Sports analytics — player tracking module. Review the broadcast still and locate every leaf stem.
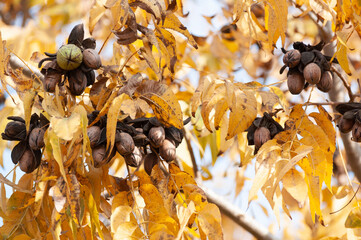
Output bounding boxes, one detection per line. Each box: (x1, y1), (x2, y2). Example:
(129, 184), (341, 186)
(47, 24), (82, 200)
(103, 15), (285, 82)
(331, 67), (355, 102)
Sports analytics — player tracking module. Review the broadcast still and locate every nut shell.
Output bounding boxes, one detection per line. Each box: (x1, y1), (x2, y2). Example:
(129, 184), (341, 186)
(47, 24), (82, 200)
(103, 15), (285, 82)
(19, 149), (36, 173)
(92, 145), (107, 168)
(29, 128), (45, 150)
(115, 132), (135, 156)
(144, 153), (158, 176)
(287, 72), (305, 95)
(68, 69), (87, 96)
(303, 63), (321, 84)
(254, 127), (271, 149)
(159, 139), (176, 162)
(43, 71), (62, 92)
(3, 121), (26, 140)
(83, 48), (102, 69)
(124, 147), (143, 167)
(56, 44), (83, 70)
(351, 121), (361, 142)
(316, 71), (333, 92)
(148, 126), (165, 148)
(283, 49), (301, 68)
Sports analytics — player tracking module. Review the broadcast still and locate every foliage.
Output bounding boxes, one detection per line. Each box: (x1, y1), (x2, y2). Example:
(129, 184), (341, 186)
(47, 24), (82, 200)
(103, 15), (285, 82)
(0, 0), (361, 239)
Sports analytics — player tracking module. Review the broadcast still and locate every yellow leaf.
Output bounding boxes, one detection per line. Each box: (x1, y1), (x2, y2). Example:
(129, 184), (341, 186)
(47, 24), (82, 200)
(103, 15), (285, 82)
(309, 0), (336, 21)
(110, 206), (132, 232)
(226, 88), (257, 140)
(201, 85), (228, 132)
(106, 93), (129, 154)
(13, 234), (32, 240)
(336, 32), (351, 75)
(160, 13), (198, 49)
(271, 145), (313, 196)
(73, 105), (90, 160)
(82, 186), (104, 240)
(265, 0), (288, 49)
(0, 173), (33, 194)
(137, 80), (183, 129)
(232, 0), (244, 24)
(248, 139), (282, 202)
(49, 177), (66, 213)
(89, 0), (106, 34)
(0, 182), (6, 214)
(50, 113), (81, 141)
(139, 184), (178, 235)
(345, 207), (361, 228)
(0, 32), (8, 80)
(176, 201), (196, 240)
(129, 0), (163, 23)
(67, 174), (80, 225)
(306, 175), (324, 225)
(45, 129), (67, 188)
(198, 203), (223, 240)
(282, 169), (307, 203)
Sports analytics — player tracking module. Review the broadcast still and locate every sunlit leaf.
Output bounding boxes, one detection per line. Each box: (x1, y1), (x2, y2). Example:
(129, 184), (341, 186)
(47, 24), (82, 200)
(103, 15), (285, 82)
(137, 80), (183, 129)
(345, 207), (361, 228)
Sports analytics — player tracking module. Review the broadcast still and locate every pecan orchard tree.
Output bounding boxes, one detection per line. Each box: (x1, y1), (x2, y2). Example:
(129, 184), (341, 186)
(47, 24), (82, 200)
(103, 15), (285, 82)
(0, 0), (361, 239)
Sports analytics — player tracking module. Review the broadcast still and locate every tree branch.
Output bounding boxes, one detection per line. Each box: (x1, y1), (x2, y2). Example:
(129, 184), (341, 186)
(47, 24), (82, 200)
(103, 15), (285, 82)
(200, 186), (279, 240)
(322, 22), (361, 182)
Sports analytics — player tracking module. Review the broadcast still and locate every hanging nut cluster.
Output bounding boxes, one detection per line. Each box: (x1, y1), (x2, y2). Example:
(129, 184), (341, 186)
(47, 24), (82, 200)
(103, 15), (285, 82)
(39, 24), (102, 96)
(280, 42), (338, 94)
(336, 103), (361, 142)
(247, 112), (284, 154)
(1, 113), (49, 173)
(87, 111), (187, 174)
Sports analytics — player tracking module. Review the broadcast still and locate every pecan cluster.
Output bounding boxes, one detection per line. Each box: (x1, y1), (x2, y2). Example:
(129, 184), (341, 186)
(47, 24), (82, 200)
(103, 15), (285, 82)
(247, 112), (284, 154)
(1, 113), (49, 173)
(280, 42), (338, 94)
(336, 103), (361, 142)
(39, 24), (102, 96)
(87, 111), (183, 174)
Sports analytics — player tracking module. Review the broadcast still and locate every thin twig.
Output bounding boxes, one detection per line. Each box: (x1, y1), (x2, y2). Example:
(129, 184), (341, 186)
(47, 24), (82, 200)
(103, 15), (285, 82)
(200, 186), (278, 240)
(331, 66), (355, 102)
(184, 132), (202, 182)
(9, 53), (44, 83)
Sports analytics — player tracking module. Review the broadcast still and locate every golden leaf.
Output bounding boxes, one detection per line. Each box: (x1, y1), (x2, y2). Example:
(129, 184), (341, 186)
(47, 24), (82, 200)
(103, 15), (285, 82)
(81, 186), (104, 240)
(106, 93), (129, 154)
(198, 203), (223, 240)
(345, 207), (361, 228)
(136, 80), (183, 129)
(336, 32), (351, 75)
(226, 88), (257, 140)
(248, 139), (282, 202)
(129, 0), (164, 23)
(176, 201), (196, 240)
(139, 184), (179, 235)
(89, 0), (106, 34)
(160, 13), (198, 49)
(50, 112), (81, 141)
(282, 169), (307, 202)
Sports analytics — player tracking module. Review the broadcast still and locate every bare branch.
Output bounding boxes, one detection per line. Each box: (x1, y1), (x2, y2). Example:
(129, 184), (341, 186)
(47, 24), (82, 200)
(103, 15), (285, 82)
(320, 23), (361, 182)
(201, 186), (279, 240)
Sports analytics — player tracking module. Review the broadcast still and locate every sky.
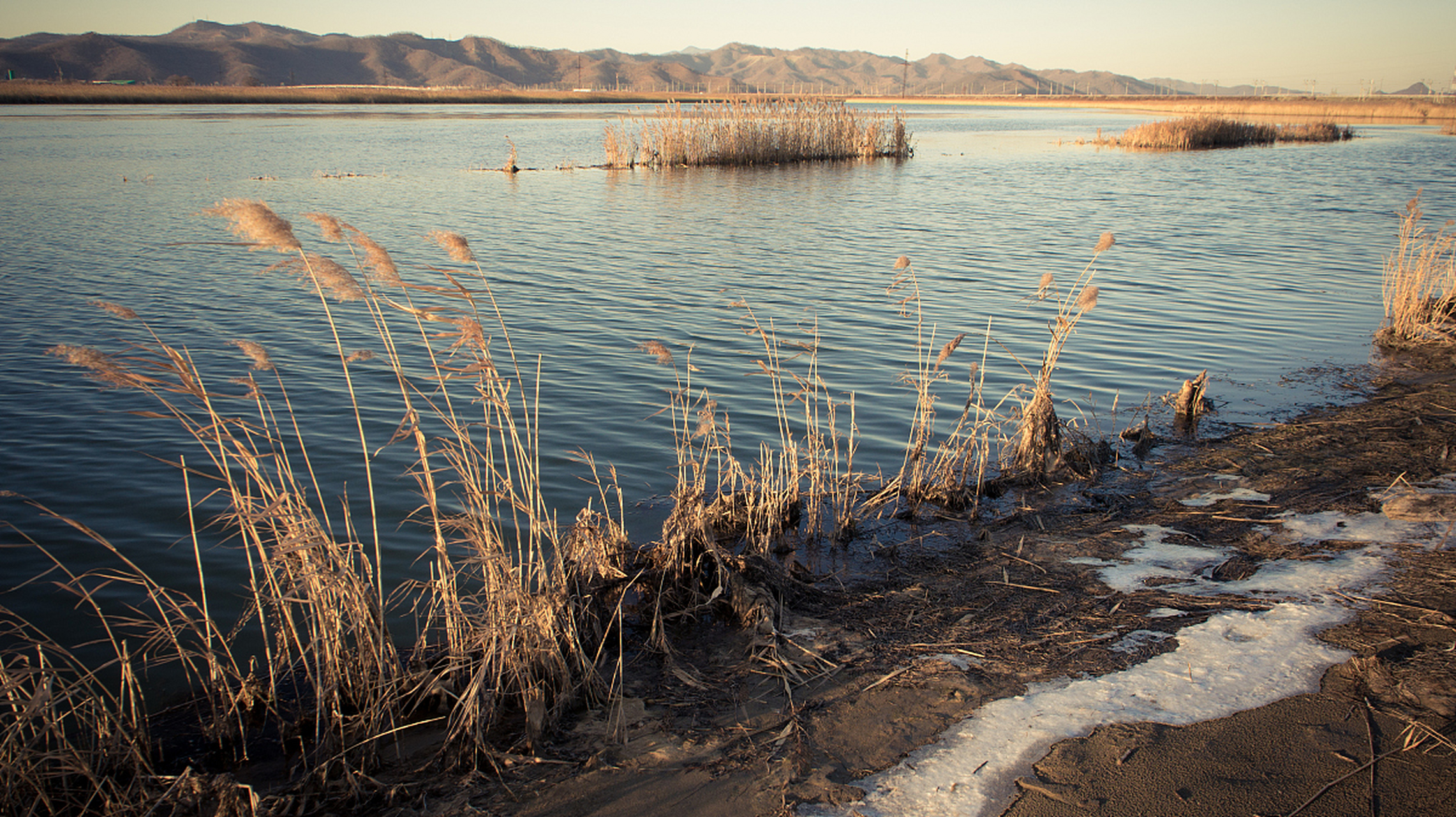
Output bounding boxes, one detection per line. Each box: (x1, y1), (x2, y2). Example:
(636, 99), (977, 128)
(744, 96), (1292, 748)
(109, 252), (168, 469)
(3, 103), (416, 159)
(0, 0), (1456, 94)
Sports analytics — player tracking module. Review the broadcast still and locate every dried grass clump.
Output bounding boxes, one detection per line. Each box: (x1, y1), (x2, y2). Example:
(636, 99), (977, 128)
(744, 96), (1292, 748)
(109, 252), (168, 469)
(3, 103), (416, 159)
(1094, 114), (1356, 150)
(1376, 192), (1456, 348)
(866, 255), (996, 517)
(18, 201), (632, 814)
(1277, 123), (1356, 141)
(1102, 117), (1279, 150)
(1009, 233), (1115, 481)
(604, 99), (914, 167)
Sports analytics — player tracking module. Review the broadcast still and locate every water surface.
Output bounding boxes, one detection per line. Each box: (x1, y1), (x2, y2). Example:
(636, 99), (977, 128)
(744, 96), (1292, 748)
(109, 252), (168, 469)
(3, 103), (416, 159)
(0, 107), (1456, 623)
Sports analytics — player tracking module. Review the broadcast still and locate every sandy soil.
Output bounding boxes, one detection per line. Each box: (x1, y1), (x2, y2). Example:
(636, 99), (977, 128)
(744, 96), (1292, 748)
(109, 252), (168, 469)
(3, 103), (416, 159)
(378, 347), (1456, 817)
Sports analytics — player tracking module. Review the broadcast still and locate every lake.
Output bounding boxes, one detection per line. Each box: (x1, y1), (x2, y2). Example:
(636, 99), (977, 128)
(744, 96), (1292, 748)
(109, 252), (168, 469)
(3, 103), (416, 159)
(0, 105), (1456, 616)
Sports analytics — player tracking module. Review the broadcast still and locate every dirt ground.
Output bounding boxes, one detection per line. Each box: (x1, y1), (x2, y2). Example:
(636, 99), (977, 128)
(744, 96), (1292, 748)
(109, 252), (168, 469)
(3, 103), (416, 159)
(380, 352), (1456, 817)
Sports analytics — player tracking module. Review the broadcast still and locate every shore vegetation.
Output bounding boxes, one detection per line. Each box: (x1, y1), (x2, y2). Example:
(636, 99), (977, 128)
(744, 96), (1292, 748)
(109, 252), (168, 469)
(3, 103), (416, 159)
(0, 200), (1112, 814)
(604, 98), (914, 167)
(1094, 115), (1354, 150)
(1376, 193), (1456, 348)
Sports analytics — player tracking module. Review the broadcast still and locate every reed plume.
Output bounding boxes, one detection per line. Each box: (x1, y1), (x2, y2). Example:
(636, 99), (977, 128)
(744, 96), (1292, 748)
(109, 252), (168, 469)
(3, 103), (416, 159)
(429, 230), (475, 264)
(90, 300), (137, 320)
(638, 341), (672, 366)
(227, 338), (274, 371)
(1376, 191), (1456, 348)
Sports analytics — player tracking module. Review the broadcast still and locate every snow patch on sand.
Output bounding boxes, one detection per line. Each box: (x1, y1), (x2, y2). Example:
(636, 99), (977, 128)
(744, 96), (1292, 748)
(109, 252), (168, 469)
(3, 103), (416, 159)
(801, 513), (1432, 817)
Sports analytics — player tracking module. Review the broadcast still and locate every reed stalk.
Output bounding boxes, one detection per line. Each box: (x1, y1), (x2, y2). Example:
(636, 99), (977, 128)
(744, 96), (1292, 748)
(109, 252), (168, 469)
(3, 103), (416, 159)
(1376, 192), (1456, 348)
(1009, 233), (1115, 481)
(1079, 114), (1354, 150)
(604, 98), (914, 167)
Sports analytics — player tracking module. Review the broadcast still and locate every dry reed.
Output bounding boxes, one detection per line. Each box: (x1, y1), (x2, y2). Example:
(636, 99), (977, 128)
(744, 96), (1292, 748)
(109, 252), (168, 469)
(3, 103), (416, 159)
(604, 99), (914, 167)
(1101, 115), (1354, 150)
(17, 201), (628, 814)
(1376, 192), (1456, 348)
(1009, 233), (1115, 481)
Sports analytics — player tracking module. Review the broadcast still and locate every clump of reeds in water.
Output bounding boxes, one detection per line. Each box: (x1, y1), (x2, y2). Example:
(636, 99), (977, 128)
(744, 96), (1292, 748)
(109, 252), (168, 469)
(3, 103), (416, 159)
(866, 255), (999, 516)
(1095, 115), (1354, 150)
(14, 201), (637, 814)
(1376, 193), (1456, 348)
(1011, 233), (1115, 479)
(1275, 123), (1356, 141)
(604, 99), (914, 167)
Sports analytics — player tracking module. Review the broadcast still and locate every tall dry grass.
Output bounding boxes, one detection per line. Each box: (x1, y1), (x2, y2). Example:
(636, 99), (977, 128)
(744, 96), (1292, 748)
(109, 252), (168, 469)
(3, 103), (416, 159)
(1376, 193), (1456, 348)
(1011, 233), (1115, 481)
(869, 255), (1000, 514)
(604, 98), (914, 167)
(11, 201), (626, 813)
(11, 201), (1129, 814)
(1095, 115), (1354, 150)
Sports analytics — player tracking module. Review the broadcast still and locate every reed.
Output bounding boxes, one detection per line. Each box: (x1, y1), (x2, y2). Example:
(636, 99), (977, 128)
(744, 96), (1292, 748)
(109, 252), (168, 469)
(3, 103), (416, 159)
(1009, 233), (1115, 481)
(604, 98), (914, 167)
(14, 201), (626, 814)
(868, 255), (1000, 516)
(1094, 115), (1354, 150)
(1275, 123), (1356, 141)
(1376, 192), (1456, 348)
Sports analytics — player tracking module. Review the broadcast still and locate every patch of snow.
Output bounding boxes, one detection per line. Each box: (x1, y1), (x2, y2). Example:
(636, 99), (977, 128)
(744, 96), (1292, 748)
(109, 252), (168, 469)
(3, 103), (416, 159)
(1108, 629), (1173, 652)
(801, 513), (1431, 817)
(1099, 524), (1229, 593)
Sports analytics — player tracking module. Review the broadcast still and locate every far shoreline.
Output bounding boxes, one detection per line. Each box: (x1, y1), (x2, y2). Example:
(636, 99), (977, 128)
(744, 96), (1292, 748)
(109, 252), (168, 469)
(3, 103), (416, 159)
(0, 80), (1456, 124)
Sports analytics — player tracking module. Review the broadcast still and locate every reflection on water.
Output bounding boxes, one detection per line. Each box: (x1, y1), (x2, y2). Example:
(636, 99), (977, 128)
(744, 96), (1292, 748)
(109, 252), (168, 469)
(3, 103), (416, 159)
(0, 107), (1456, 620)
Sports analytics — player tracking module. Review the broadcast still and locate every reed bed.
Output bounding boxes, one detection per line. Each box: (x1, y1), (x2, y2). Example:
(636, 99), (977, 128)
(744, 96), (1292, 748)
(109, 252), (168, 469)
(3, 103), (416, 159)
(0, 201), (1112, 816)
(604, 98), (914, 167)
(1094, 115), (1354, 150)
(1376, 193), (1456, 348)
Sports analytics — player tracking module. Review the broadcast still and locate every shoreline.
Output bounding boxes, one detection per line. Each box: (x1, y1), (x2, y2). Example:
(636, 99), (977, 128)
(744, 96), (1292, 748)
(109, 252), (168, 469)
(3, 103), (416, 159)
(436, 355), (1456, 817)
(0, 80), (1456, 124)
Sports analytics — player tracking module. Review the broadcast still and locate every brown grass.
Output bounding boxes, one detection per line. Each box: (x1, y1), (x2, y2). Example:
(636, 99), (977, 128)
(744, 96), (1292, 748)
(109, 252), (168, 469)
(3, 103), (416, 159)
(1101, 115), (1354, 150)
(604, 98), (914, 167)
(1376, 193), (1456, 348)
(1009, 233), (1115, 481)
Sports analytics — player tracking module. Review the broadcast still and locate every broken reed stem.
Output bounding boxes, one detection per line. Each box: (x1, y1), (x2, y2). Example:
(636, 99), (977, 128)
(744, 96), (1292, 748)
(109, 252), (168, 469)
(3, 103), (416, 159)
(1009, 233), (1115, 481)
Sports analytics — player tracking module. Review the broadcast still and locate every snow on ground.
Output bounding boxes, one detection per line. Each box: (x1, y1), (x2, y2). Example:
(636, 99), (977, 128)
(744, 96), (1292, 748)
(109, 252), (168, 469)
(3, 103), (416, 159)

> [Task objective]
Rewrite the stretch from the start of the rows above through the line containing "(331, 67), (355, 102)" as a numbered list, leaving out blank lines and the pictures.

> [Answer in full]
1. Sports analytics — player tracking module. Review the broadcast still and locate every leaf stem.
2. Output bounding boxes, one detection per line. Each box: (x1, y1), (x2, y2). Example:
3. (129, 184), (341, 186)
4. (47, 24), (82, 200)
5. (103, 15), (285, 82)
6. (331, 67), (355, 102)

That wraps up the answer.